## Article
%%
Monday, 15 October 2012

Coupon promotions in uncertain times, how Risk Intelligence can help

News that coupon redemption is increasing and moving up the social and economic scales may call to mind that coupons have been known to have been ‘too successful’, on this the 20th anniversary of the Hoover Free Flights fiasco. Those with long memories will recall when Hoover's free flights promotion was launched to a wide-eyed British public in August 1992, it seemed too good to be true. Over the next 21 months, many Hoover customers discovered it was. It ended up costing the company £48m…

Anticipating coupon redemption-rates is but one of the uncertainties a NAM needs to be able to factor into the day-job and sleep nights.
%%
## Written request A
Answer these questions about the post on coupon promotions:
(i) On what date was the post published?
(ii) In what month and year was Hoover's free flights promotion launched?
(iii) How much did that promotion end up costing the company?

## Data shown
%%
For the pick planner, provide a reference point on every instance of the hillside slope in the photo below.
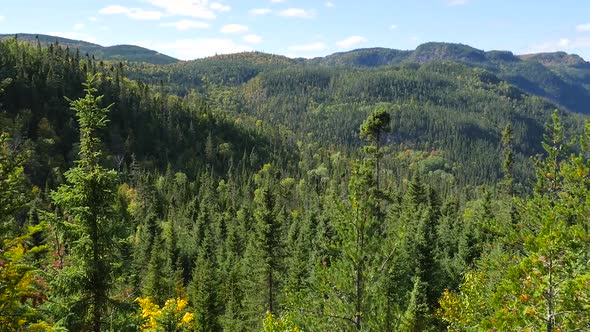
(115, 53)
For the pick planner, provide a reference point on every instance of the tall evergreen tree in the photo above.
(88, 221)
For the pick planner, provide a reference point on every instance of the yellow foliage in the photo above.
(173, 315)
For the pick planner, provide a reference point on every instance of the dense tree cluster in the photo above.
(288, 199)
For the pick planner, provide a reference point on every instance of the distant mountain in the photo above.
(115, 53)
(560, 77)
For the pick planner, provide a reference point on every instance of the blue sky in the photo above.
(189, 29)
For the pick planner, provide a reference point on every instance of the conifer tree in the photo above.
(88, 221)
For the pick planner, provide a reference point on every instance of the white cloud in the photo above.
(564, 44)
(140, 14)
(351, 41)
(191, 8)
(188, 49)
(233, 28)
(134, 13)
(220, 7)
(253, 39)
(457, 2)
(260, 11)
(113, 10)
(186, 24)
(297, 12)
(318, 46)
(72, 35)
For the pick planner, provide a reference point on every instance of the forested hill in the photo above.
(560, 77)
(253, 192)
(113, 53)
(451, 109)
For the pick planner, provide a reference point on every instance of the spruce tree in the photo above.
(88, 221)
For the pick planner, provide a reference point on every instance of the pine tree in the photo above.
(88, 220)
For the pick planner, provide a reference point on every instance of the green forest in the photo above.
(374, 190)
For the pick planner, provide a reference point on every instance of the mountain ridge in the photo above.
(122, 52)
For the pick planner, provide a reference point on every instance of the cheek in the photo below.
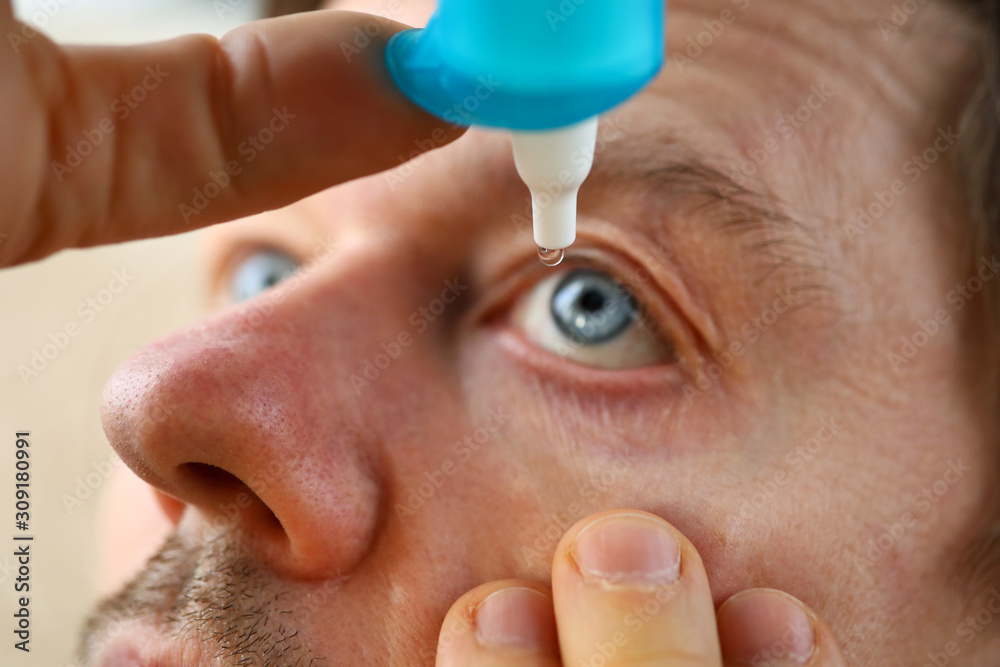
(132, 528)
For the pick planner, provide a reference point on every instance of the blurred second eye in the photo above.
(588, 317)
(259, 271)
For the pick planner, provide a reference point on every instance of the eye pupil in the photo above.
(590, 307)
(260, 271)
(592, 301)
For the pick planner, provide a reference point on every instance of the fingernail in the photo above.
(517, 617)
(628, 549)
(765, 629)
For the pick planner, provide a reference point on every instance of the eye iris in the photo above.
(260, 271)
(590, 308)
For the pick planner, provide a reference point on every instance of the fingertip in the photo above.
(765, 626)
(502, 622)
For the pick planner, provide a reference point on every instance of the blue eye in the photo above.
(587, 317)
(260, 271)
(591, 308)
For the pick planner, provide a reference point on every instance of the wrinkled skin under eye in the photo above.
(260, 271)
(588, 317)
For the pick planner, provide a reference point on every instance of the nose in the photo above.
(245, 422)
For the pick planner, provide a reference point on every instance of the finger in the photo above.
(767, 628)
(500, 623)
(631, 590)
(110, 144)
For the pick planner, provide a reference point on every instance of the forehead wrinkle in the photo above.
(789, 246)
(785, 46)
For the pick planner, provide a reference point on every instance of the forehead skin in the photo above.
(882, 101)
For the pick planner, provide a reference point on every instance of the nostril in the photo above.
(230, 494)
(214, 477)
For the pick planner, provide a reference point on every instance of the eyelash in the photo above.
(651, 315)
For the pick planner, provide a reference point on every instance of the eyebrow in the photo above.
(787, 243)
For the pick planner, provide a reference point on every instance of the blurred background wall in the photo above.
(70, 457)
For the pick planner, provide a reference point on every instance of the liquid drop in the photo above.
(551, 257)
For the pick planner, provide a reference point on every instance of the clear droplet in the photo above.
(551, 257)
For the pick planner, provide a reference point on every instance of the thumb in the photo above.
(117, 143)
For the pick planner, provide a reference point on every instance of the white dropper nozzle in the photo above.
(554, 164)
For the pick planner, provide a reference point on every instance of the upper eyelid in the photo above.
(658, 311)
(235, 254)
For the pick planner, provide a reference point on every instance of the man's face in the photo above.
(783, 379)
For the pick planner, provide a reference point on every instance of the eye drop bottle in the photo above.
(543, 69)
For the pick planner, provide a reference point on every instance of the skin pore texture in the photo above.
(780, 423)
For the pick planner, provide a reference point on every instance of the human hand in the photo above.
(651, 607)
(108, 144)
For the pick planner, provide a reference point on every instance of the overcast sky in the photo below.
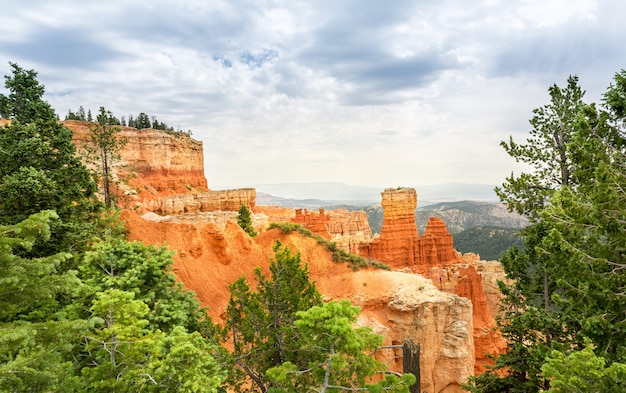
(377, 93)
%%
## Written request B
Output the entries from the line containing "sky in the photo below." through the end of the entries as a two-column CSV with the columns "request" and "point", one row per request. Put each value in a single quoted field, replace line breaks with spaces, and leave out the pictures.

## Reply A
(i) Monday, 15 October 2012
(ii) August 1992
(iii) £48m

## Reply B
request,point
"For the pick planner, provide a reference point on every instance of the overcast sky in the photo below.","(377, 93)"